Read the data and repeat all of it exactly.
--- MATERIAL FOR THE TASK ---
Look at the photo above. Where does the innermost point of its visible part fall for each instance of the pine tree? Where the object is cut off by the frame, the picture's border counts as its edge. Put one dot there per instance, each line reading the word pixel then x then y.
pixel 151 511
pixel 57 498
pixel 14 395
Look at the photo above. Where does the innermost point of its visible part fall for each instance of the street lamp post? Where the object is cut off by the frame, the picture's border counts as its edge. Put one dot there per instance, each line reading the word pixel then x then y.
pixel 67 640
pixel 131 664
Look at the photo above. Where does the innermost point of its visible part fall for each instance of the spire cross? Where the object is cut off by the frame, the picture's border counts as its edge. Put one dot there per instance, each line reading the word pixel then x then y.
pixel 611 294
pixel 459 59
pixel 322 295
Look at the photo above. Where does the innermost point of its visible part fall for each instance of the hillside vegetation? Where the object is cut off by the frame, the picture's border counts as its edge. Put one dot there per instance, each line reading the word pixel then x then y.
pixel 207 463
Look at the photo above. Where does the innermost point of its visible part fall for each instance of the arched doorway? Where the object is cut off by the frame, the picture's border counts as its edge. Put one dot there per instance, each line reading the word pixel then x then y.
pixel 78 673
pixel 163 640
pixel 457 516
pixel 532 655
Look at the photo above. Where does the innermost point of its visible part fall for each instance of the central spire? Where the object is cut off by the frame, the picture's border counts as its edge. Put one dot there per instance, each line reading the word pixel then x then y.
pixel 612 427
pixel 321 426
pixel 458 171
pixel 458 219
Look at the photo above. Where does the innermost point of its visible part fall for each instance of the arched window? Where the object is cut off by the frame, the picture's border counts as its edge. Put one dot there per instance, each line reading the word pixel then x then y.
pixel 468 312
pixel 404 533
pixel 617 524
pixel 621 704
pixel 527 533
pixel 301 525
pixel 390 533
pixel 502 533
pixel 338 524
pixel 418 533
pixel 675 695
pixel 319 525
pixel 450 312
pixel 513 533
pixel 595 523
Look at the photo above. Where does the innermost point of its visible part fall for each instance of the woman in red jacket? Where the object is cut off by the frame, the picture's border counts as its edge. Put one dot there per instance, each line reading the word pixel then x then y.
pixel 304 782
---
— ANSWER TO THE EXERCISE —
Look at the photo above. Where does the innermost point of its visible part fall for each instance of the pine tree? Where the object is cut off by the frame, the picture's border counts as its edge. Put one dot there per instance, each line reading the word pixel then x then y.
pixel 151 511
pixel 57 498
pixel 14 395
Look at the photo above. Where does the innermost point of its visible part fall for each instance of the street lamp post? Where the object is cut off by the frame, the picture's border counts as its edge. Put one dot there per instance, each line reading the word pixel then x then y.
pixel 67 640
pixel 131 664
Look at the photo above. Where does the innermost point of its visible part fall for each instance of the spire cross? Where the object is cut off by the frame, the picture's border counts as its edge. Put one dot there per instance, each line reading the word pixel then x then y.
pixel 611 294
pixel 459 59
pixel 322 295
Look at the photo above. Where does the innermost point of its visible part fall for each instance of the hillside vegetation? Where the object is cut off by the frame, the picture's border counts as its edge. Put one dot there per instance, each line reading the word pixel then x then y.
pixel 207 463
Look at the photo above. Where does the innermost point of its visible part fall for each instance of the arched doorway? Where the object is cut off by the frame, the picture's border counts as its edge. Put one dot there per instance, each line reading the word pixel then x then y.
pixel 78 673
pixel 163 640
pixel 457 516
pixel 532 655
Look at the photo above. Where does the innermost point of its visible part fall for each instance of the central spire? Where the object is cut off by the frame, the picture's border counts as its edge. Put one dot there per instance, each line reading the word pixel then x then y.
pixel 612 427
pixel 321 426
pixel 458 171
pixel 458 219
Look at the photo above. Where does the innermost point of its visible part fall for each instance of the arched window? Where the object is cut off by the frame, the picture's border counts as its edge. Put one dot there per instance, each line reading the word pixel then x then y.
pixel 468 312
pixel 404 533
pixel 617 524
pixel 621 704
pixel 527 533
pixel 301 525
pixel 390 533
pixel 502 533
pixel 338 524
pixel 418 533
pixel 675 695
pixel 319 525
pixel 450 312
pixel 513 533
pixel 595 523
Look at the photo above. Where does the innermost point of its visible part fall for each instance of the woman in red jacket? Where the object is cut off by the frame, the picture's border counts as its edge. Put one dot there per instance, each line reading the word pixel then x then y.
pixel 304 782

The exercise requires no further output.